#### [Exercise details]
All lines containing the string "below" must be copied from the entries.

#### [Dataset entries]
#####
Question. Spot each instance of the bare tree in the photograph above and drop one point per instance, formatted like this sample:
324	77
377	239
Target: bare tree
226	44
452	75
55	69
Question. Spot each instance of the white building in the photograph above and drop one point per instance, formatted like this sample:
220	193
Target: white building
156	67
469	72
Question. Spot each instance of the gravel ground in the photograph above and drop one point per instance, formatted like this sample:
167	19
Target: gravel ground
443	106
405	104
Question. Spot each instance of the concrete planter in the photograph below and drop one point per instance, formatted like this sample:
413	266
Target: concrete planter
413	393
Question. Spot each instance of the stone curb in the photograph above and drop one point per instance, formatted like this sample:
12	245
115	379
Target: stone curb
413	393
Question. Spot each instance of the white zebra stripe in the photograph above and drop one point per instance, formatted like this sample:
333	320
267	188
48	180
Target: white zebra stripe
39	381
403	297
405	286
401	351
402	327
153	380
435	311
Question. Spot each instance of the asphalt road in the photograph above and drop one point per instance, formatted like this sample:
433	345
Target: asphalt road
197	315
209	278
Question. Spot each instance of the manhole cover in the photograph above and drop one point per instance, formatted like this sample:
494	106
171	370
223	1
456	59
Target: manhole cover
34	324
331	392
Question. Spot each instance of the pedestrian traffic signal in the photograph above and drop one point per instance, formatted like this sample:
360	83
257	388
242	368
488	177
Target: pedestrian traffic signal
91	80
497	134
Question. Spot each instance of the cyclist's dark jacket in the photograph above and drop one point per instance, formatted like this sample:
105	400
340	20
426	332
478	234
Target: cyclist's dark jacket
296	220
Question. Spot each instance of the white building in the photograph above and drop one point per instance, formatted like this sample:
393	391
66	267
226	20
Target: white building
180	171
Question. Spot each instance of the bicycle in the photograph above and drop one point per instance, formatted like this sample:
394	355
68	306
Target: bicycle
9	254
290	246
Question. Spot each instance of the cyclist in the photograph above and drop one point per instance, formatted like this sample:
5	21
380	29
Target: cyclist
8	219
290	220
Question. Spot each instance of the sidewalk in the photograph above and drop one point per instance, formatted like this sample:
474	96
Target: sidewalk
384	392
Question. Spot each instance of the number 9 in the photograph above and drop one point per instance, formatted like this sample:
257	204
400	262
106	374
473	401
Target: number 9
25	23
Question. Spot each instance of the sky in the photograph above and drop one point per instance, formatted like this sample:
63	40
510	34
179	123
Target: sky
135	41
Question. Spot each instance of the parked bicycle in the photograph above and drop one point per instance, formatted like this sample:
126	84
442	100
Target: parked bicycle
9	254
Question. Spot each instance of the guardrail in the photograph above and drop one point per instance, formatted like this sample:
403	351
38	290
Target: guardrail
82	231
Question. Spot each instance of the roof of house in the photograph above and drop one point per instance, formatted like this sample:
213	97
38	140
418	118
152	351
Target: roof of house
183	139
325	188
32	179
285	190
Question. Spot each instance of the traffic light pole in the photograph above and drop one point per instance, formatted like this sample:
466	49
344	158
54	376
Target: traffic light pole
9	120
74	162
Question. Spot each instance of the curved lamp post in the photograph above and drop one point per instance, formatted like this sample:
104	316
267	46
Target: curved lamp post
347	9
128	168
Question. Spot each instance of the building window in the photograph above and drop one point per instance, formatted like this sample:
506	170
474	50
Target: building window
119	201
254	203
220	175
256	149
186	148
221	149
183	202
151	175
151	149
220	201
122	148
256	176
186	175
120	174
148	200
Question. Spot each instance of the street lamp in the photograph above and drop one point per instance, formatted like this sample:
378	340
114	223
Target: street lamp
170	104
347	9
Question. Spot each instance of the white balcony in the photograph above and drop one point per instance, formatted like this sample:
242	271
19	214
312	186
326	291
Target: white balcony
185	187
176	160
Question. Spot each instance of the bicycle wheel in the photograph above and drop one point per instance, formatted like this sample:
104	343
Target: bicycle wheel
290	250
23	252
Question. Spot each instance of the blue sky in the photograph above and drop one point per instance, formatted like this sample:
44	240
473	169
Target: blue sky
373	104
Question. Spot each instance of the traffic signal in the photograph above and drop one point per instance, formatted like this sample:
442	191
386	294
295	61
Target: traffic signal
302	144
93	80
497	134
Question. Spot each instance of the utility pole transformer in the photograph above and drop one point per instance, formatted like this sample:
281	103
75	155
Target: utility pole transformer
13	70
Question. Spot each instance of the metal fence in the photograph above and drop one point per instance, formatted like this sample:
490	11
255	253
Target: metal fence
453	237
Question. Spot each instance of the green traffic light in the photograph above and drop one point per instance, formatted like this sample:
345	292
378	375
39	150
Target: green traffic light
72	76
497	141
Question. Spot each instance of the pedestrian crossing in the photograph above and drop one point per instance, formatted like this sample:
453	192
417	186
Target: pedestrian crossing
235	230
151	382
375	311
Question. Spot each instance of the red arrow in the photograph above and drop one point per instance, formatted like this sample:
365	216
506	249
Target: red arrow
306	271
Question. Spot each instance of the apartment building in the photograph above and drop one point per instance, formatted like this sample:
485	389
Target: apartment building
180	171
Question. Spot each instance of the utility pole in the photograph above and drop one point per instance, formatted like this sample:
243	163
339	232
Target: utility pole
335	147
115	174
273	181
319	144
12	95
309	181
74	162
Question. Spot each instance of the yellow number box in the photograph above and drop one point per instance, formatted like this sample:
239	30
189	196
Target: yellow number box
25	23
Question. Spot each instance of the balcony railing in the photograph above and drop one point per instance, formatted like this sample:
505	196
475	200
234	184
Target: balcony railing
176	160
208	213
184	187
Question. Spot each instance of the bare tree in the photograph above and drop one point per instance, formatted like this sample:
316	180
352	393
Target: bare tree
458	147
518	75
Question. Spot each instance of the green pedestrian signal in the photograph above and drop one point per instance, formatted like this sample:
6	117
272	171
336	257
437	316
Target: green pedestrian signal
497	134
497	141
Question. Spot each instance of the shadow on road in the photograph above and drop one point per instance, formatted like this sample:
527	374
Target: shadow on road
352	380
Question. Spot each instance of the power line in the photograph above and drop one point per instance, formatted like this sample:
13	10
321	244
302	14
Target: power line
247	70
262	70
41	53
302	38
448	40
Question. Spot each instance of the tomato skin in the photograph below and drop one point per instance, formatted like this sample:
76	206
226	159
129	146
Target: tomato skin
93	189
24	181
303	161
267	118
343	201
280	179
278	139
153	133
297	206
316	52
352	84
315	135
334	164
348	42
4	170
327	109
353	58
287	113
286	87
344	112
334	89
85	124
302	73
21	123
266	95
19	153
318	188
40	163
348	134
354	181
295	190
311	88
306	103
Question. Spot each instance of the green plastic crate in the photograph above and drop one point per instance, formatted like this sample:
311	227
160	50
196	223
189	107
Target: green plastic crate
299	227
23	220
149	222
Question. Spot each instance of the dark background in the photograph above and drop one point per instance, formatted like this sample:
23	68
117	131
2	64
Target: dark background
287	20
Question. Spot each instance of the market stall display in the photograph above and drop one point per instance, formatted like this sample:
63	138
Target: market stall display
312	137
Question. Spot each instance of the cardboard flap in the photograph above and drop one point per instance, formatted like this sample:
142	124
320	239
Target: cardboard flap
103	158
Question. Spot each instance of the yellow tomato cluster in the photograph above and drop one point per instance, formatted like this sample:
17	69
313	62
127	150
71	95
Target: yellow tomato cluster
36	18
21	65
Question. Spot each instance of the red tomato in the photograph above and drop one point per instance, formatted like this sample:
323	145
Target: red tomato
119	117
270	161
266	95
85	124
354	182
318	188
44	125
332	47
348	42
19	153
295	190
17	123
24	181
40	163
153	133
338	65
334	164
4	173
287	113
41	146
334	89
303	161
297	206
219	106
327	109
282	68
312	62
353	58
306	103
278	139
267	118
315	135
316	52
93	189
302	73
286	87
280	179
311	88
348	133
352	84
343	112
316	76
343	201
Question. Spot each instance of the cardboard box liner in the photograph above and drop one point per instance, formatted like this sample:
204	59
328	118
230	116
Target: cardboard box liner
#####
#### [Output of the exercise]
Question. Spot each instance of the concrete planter in the photograph below and drop one point per instance, formatted like this sample:
Question. Spot each instance of the tomato skin in the photograph below and drop one point per instance, formatted like this sample:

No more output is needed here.